__Data for the task__:

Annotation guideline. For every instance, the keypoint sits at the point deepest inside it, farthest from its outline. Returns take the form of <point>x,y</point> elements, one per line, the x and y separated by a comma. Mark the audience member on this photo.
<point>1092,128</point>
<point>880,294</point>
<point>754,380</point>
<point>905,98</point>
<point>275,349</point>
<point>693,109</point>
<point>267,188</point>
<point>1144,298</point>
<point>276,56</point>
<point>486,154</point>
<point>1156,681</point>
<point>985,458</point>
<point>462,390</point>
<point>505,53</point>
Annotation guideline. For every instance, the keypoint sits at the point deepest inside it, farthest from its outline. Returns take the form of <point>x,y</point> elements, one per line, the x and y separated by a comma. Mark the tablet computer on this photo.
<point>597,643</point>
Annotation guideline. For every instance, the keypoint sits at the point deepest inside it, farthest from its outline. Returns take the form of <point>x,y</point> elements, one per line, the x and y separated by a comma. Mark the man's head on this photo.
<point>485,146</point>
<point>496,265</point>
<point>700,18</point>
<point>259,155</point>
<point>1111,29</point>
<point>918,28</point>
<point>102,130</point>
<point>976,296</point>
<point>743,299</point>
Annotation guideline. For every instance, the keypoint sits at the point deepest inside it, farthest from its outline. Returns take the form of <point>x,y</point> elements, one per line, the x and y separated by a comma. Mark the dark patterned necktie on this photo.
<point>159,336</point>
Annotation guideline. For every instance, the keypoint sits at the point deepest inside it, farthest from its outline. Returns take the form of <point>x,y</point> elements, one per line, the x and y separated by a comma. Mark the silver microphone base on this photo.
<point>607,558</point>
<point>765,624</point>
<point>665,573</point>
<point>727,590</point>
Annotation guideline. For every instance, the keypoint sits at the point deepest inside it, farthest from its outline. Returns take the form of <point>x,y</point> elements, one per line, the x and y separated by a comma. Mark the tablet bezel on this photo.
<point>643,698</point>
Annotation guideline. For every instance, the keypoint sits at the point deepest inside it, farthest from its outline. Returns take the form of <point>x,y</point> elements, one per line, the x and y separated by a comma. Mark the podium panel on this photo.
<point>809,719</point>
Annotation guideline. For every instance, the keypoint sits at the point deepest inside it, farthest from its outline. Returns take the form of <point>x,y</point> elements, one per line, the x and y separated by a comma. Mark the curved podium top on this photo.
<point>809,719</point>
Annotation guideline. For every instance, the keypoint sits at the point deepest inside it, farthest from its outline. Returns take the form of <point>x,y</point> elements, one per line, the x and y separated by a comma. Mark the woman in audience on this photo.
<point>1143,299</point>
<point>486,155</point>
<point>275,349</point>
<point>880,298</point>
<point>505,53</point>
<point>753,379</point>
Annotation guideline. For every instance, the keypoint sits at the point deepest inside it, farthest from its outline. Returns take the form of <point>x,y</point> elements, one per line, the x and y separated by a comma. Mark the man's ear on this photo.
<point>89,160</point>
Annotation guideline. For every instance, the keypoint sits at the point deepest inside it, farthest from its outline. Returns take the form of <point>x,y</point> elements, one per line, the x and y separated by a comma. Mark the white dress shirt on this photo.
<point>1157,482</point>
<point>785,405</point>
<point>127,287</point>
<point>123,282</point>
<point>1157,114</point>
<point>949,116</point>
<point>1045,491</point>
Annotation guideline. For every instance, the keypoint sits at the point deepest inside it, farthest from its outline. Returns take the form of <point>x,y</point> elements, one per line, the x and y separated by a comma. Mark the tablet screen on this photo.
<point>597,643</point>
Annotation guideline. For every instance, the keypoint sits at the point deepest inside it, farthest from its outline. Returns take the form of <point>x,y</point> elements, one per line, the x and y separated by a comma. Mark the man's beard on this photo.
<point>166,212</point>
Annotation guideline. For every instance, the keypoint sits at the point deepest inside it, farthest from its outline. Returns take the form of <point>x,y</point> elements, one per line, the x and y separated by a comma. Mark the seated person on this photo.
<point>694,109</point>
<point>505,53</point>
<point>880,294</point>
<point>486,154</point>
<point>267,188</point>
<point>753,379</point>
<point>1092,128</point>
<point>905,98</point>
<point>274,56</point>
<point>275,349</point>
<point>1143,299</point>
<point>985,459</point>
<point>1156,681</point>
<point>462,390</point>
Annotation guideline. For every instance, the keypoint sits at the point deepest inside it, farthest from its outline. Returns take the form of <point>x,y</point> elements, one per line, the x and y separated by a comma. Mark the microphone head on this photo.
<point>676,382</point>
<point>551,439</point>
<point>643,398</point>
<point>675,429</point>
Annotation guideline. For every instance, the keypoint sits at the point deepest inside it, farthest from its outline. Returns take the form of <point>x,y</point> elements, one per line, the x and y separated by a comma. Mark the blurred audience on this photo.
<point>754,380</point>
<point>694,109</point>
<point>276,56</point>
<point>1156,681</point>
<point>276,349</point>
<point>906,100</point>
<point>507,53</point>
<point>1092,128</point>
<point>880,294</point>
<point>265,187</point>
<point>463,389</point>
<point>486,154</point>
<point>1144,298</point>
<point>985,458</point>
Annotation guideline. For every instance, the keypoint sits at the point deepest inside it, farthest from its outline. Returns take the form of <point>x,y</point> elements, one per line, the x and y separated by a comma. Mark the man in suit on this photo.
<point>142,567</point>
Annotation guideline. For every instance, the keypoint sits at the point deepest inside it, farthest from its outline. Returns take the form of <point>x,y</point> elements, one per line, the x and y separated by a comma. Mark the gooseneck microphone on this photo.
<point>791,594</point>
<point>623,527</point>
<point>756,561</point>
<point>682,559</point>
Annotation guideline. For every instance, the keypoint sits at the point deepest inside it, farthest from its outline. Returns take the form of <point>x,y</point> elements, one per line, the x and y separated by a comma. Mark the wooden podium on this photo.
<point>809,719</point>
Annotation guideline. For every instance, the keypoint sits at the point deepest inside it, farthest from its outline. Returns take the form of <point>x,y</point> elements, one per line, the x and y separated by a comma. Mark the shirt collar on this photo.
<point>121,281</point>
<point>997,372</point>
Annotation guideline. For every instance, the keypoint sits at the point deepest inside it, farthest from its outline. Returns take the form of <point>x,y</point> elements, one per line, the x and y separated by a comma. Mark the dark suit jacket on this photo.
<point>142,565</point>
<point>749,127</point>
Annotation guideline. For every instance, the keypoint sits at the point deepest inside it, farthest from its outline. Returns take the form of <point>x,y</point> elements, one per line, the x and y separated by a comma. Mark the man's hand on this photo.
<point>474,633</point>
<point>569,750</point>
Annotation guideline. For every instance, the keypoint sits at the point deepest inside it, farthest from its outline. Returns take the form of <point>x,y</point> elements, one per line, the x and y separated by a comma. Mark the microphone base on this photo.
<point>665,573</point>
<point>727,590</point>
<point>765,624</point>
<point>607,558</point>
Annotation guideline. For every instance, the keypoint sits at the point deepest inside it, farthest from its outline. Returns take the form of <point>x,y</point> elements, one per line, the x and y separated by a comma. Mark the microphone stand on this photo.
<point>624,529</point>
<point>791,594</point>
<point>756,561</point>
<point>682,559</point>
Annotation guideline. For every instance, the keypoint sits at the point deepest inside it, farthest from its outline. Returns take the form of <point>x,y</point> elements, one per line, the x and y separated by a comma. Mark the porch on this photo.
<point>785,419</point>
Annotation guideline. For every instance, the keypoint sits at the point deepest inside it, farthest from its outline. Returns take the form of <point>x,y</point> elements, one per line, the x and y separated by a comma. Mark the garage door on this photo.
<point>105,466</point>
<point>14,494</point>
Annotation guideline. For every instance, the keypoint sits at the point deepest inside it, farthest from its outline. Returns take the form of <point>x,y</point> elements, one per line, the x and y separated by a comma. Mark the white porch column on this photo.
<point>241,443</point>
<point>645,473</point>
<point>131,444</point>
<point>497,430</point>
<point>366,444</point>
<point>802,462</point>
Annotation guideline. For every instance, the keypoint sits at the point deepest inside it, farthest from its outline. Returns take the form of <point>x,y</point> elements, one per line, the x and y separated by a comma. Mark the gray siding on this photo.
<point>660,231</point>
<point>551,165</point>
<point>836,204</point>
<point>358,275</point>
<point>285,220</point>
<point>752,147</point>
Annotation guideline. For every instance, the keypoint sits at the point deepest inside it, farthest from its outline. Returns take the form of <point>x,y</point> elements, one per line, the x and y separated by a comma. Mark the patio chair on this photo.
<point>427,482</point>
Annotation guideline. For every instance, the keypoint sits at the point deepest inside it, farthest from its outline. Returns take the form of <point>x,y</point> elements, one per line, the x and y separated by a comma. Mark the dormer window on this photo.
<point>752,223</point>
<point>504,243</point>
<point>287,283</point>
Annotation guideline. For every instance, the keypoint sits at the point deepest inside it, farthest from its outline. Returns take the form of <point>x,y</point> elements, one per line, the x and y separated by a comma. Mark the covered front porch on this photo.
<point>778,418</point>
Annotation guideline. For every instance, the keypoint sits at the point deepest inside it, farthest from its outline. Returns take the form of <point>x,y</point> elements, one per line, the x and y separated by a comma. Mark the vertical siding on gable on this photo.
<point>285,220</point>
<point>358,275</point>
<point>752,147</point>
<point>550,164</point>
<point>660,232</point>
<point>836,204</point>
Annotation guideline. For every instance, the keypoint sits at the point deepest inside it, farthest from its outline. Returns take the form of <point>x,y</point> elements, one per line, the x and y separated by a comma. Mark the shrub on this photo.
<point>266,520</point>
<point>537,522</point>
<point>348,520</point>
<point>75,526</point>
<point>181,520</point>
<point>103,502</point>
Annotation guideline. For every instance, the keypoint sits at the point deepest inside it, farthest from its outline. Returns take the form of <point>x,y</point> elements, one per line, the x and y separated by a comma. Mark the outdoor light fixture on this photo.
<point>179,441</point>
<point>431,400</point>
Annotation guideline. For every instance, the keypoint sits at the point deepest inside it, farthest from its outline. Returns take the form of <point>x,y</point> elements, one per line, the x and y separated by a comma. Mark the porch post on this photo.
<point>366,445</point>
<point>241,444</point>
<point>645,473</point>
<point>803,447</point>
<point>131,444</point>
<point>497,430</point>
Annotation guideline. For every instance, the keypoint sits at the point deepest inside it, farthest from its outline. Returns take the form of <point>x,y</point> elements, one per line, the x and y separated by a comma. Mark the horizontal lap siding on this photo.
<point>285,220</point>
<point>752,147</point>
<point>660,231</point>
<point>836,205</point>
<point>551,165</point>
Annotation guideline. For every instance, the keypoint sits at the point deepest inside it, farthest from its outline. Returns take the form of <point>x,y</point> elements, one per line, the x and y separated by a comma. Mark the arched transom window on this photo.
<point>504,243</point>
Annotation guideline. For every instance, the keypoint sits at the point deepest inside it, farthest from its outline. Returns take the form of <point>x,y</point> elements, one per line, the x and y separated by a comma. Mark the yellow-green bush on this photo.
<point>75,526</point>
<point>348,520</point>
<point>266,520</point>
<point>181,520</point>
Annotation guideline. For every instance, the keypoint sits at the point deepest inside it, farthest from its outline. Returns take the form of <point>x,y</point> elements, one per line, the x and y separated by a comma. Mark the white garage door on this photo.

__What you are asked to do__: Take the lines of the records from the one containing "gray siding on this photo." through the one containing "<point>427,482</point>", and render them as a JSON list of strings with one string per line. Include both end lines and omit any blank lines.

__Answer in full__:
[
  "Annotation guideline. For every instance, the keypoint sits at the point deepest inside it, farthest from its outline. Returns take the form of <point>x,y</point> elements, one per line, the x and y separated by a comma. Mark the gray siding on this photo.",
  "<point>660,231</point>",
  "<point>551,165</point>",
  "<point>836,204</point>",
  "<point>358,275</point>",
  "<point>285,220</point>",
  "<point>752,147</point>",
  "Annotation guideline. For every instance, the keypoint sits at the point deepest inside it, farthest from its outline. Returns take the form of <point>x,y</point> elements, one per line, the x and y separated by a comma. Mark the patio chair on this photo.",
  "<point>427,482</point>"
]